(Stored data entries)
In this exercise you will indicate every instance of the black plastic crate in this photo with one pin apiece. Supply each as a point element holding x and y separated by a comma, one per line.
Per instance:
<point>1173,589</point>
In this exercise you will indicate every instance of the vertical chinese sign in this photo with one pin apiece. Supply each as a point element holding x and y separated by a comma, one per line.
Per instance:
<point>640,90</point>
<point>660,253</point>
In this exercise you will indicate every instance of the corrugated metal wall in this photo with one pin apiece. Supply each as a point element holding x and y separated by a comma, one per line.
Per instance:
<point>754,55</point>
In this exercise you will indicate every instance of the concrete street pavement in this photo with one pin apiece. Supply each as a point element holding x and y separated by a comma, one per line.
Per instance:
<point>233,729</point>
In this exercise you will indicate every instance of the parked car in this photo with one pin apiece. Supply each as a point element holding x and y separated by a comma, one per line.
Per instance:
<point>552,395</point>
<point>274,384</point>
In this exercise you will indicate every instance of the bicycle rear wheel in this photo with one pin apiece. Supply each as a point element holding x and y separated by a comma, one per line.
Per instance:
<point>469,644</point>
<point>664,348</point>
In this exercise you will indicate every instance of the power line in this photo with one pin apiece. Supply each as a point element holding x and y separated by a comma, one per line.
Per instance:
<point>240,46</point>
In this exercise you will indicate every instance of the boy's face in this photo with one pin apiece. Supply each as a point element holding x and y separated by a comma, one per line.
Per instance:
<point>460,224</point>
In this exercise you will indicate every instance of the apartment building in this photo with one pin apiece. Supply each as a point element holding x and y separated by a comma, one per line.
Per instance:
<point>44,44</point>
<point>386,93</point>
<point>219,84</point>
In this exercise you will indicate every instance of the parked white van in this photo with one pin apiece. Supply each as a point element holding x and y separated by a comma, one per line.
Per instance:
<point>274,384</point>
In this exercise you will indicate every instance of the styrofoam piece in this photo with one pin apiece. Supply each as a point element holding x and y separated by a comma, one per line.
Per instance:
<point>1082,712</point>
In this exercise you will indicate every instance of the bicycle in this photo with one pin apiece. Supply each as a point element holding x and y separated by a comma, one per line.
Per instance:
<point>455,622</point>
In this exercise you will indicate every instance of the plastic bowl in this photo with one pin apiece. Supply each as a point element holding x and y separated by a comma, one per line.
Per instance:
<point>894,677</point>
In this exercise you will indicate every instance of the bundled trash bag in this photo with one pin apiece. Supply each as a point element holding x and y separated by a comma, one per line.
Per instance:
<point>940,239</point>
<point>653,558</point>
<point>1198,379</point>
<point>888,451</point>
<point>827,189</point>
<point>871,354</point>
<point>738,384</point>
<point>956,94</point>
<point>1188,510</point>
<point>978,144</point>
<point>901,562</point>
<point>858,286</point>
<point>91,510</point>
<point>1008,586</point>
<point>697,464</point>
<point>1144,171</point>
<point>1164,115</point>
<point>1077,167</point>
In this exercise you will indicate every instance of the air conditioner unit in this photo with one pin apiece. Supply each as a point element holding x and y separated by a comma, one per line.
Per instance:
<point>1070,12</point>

## Task instructions
Copy out the data exactly as it stands, leaving nothing out.

## Output below
In this exercise you will indicate every instance of the black plastic crate in this photo with one pin apiece. Supply each as a point element holding x and y separated by a comma, one per line.
Per instance:
<point>1173,589</point>
In this exercise you will indicate every instance of the vertical chinese sign in this photo with one pin apiece. Supply each as a point element holding x and y separated by a comma, one per line.
Per instance:
<point>640,90</point>
<point>660,253</point>
In this exercise you will indicate every instance of the corrugated metal wall in this photo with one pin apiece. Supply each as a point element holding x and y separated by a comma, one per line.
Per instance:
<point>754,55</point>
In this exercise you will indicate every instance of the concrete street pavement in this photo with one pin apiece. Supply each as a point element holding x and y separated by a comma, one per line.
Per instance:
<point>233,729</point>
In this exercise you will indicate every instance of the parked car in this photo with one pin apiece. Supply each as a point element holding x and y separated by a comma, one per line.
Per instance:
<point>552,395</point>
<point>274,384</point>
In this exercise you will indicate every instance of the bicycle rear wheel in this photo with one pin apiece. Supply each as a point element holding x and y separated by a comma, one per line.
Per instance:
<point>469,644</point>
<point>664,348</point>
In this exercise you will indicate every instance of the power line in this photo with one pin apiece. Supply each as a point element holding x and y separated by a comma, one per line.
Per instance:
<point>240,46</point>
In this exercise you will indicate every instance of the boy's face in this photo with one pin apiece. Supply each as a point element holding x and y separated by a comma, one per line.
Per instance:
<point>460,224</point>
In this exercise you will indicate every instance of the apartment building in this photo with one pin apiece. Supply each as a point element holding x and y separated by a comma, one per line.
Per instance:
<point>44,44</point>
<point>386,93</point>
<point>219,84</point>
In this exercise you will indicate every instance of the parked white van in this photo with one pin apiece. Supply each as a point element holding x and y separated by a comma, one per line.
Per instance:
<point>274,384</point>
In this exercise you will indicate every instance of the styrofoam piece in this photo with one pin apiece. Supply each as a point element holding x and y separated by a comma, one per line.
Per instance:
<point>1082,712</point>
In this exercise you will indicate every instance of the bicycle in this photo with one pin apiece. Supply each as a point element holding x and y separated by a comma, one per line.
Per instance:
<point>455,622</point>
In this exercise you will indicate every instance of the plastic bowl in this photo with one pin apiece. Supply each as a point element holding x and y separated by a comma, one per line.
Per instance:
<point>894,677</point>
In this exercise you will indicate every instance of the bundled trash bag in this photo with one pin apiece. Supply each as a point element holding x and y separated by a comma, one per line.
Per instance:
<point>940,239</point>
<point>653,558</point>
<point>1198,379</point>
<point>888,451</point>
<point>827,189</point>
<point>871,354</point>
<point>738,384</point>
<point>956,94</point>
<point>1188,510</point>
<point>978,144</point>
<point>901,562</point>
<point>858,286</point>
<point>91,510</point>
<point>1008,586</point>
<point>697,464</point>
<point>1144,171</point>
<point>1164,115</point>
<point>1077,167</point>
In this exercise you will indicate every instance of the air conditioner unit in this photo with one pin apiece. Supply each as a point element holding x and y separated by a comma, one per line.
Per instance:
<point>1070,12</point>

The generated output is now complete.